• Extract provided:
Still, as I get more experienced in endurance sports, I've become less possessed with Ironman races.  They certainly pose a staunch test of determination and will, but after the first couple, they become to real adventure what Buzz Lightyear is to Buzz Aldrin.  They're simply a known quantity.  There's a closed course mapped out well in advance, down to the foot, to such an extent that, if they're off by 1/10th of a mile, the race directors hear about it from athletes armed with GPS watches and and indignation.  There are cheering crowds, myriad volunteers offering all manner of gels, bars, snacks, and drinks, and support vehicles that will change your flat tire if you don't mind waiting a few minutes.  And, for the more established races, a quick Google search will yield so many race reports that you'll feel like you've raced the event before you've set foot near it.

• Work instructions:
1. List every item the passage on Ironman races says volunteers offer.
2. In the passage on Ironman races, how do race directors learn that a course is off by 1/10th of a mile?

Dataset entries:
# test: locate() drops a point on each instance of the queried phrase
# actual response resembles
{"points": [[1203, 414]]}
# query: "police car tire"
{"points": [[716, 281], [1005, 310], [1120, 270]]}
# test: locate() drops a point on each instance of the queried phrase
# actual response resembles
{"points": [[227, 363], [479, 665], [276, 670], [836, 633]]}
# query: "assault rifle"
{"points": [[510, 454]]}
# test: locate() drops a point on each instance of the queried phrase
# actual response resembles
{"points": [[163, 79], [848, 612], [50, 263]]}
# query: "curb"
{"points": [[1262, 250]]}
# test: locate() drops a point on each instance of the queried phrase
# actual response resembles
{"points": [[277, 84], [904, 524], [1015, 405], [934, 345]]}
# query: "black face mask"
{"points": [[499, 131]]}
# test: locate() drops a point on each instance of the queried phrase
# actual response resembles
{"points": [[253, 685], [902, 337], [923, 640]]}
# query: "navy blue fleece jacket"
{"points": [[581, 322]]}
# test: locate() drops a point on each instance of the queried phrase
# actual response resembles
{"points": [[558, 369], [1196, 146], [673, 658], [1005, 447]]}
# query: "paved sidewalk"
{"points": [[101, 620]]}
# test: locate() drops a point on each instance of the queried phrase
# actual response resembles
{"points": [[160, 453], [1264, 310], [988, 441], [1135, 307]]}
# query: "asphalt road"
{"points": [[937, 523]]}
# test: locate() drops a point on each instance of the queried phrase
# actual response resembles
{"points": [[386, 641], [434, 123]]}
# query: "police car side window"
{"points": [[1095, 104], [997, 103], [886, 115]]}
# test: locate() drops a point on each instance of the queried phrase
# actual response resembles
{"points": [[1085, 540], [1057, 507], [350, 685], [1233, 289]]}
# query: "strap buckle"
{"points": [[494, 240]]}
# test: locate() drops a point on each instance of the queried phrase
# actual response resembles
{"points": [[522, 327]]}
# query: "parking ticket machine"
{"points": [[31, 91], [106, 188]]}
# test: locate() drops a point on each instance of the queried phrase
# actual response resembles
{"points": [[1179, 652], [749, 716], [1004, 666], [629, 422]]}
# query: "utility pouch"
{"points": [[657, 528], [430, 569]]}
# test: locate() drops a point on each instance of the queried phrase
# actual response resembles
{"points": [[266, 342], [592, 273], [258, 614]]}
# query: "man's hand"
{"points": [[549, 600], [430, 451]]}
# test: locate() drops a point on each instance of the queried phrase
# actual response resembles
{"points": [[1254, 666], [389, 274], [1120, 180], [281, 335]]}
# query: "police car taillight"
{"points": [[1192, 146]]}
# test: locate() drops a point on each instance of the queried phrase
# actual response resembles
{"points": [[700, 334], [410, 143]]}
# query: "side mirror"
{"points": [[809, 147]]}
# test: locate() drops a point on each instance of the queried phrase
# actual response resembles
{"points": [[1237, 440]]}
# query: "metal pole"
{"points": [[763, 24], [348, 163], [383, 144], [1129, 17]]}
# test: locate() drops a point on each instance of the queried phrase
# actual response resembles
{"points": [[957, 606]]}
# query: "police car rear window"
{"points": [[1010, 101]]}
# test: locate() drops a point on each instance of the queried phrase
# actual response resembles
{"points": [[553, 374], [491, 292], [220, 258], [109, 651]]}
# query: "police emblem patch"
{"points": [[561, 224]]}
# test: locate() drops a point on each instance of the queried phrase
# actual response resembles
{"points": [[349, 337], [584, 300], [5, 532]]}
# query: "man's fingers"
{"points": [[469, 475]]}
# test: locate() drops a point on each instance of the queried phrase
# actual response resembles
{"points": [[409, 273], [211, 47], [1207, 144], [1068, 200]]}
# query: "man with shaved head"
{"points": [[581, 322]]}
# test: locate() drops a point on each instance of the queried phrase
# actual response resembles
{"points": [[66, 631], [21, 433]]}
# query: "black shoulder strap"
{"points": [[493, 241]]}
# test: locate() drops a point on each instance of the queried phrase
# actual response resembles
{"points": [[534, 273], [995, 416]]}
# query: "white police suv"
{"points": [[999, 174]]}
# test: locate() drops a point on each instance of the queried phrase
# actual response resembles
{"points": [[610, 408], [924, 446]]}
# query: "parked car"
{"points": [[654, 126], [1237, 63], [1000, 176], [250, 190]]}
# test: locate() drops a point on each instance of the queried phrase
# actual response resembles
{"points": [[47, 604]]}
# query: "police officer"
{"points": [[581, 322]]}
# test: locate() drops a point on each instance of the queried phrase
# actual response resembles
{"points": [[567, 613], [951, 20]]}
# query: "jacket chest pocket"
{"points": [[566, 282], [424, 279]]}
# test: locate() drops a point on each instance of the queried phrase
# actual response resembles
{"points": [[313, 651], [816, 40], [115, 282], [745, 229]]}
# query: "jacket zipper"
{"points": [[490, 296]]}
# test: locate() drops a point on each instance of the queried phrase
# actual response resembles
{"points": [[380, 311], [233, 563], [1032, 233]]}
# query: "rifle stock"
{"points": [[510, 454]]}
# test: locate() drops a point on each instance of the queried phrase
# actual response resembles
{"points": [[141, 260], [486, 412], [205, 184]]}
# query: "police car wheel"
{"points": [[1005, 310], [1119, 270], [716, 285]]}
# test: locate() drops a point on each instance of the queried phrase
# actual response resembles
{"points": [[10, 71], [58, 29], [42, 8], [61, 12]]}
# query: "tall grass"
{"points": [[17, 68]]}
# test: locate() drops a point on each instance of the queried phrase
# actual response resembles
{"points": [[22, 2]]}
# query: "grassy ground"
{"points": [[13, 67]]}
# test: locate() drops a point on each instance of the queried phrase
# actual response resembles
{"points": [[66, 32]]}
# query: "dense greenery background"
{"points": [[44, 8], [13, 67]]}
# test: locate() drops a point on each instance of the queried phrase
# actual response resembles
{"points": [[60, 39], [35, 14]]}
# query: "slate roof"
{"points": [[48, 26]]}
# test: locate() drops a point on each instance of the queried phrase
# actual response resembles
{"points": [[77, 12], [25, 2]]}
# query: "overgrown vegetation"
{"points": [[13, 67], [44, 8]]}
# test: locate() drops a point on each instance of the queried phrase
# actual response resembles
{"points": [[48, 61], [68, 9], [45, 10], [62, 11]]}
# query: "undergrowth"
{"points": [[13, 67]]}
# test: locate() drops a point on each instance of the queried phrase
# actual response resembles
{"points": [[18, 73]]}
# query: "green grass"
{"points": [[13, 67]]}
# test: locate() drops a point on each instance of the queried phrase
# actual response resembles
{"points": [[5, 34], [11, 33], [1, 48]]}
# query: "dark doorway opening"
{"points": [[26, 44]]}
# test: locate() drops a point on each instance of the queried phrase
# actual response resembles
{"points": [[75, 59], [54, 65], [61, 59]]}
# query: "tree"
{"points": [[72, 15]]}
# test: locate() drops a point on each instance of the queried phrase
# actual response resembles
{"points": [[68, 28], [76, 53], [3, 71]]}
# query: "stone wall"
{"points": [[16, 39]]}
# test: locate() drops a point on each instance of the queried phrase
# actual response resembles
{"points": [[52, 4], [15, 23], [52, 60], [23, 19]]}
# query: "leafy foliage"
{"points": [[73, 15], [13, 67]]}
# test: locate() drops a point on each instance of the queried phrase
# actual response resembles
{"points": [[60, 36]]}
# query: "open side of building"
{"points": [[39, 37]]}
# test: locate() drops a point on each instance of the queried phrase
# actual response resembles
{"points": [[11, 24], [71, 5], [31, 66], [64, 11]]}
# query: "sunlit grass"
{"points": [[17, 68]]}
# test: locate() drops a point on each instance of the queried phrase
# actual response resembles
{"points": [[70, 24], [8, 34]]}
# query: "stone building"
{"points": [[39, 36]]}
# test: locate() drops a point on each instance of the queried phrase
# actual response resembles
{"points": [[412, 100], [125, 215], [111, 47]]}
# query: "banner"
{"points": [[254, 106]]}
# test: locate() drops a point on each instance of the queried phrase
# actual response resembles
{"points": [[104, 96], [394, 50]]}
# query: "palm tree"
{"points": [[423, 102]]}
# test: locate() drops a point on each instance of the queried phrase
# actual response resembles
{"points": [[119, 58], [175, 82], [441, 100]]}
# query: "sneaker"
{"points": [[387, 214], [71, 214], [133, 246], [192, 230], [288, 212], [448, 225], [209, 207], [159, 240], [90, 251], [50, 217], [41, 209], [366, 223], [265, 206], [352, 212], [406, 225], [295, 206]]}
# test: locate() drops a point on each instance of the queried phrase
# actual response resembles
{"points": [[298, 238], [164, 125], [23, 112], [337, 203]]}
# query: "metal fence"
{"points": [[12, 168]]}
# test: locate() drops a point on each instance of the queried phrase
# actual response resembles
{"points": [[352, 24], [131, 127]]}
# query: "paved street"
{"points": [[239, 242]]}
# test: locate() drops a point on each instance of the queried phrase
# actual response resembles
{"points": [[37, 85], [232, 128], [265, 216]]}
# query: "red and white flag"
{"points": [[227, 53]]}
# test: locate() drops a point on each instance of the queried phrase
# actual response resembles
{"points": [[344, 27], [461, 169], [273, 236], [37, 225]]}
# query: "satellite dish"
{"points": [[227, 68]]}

• Results of the exercise:
1. gels, bars, snacks, drinks

2. They hear about it from athletes armed with GPS watches and indignation.